Assignment: Find the lines in the records below that contain "braided", and report each of them.

Stored data entries:
■ ■ ■

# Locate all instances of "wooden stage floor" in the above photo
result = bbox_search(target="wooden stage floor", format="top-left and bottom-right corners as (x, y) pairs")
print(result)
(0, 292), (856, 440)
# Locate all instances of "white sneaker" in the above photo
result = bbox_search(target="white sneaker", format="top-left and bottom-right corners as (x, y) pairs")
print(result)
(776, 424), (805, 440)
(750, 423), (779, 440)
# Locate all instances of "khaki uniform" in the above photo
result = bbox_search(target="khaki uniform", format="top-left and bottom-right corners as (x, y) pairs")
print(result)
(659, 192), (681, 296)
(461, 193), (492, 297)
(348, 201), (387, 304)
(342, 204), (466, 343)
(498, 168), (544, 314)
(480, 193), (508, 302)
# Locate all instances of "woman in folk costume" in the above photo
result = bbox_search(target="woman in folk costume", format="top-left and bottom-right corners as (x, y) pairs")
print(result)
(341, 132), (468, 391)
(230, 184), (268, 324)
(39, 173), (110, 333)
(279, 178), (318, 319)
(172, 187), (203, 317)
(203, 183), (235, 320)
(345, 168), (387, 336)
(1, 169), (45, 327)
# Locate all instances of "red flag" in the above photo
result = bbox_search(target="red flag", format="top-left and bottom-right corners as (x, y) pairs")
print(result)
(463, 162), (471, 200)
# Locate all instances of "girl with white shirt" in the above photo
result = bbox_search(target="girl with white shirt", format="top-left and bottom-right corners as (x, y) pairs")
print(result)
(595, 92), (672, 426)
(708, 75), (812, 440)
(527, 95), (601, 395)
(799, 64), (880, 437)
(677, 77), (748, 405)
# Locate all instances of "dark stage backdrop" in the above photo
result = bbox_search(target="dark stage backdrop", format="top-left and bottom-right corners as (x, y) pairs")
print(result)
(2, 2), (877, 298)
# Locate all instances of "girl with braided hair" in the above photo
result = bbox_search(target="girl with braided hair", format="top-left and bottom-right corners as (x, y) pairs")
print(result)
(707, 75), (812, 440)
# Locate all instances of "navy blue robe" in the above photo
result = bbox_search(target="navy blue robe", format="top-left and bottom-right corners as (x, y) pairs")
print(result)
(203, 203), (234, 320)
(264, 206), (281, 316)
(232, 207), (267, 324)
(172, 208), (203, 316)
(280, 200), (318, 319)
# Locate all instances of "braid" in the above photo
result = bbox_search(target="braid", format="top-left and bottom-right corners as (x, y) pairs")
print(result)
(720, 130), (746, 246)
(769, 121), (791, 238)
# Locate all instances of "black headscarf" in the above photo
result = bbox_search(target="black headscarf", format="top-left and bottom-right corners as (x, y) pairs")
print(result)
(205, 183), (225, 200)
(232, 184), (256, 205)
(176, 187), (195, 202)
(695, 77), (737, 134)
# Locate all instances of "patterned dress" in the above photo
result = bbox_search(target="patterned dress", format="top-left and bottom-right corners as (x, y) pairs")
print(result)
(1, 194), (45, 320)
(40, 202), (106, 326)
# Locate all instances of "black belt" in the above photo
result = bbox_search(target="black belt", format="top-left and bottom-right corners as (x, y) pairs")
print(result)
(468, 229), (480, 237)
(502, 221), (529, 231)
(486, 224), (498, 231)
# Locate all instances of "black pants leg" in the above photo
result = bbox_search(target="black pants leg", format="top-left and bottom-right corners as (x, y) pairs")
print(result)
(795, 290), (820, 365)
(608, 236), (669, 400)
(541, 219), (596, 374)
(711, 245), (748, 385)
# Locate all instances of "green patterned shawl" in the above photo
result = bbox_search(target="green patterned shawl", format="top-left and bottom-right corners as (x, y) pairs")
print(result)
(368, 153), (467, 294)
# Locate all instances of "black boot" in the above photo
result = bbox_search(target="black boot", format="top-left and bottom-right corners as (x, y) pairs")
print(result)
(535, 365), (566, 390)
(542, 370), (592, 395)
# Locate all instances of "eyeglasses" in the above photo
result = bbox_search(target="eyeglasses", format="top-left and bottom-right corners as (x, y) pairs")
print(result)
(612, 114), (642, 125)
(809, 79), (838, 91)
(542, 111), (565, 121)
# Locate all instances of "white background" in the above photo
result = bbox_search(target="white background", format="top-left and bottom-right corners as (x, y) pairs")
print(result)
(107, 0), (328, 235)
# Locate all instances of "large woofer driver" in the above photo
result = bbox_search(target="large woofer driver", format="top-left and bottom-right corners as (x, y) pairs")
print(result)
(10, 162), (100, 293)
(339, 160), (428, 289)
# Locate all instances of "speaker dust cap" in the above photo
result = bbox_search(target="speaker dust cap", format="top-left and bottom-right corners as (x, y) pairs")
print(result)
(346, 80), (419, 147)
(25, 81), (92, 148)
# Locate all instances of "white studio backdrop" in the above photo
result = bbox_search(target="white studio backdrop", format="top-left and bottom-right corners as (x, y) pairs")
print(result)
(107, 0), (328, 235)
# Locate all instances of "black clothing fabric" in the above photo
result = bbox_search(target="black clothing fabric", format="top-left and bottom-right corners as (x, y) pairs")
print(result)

■ ■ ■

Exercise result:
# Locate all instances of "girl with braided hair" in the above photo
result = bbox_search(target="girl with braided hair", format="top-left and bottom-right corners as (x, y) pairs")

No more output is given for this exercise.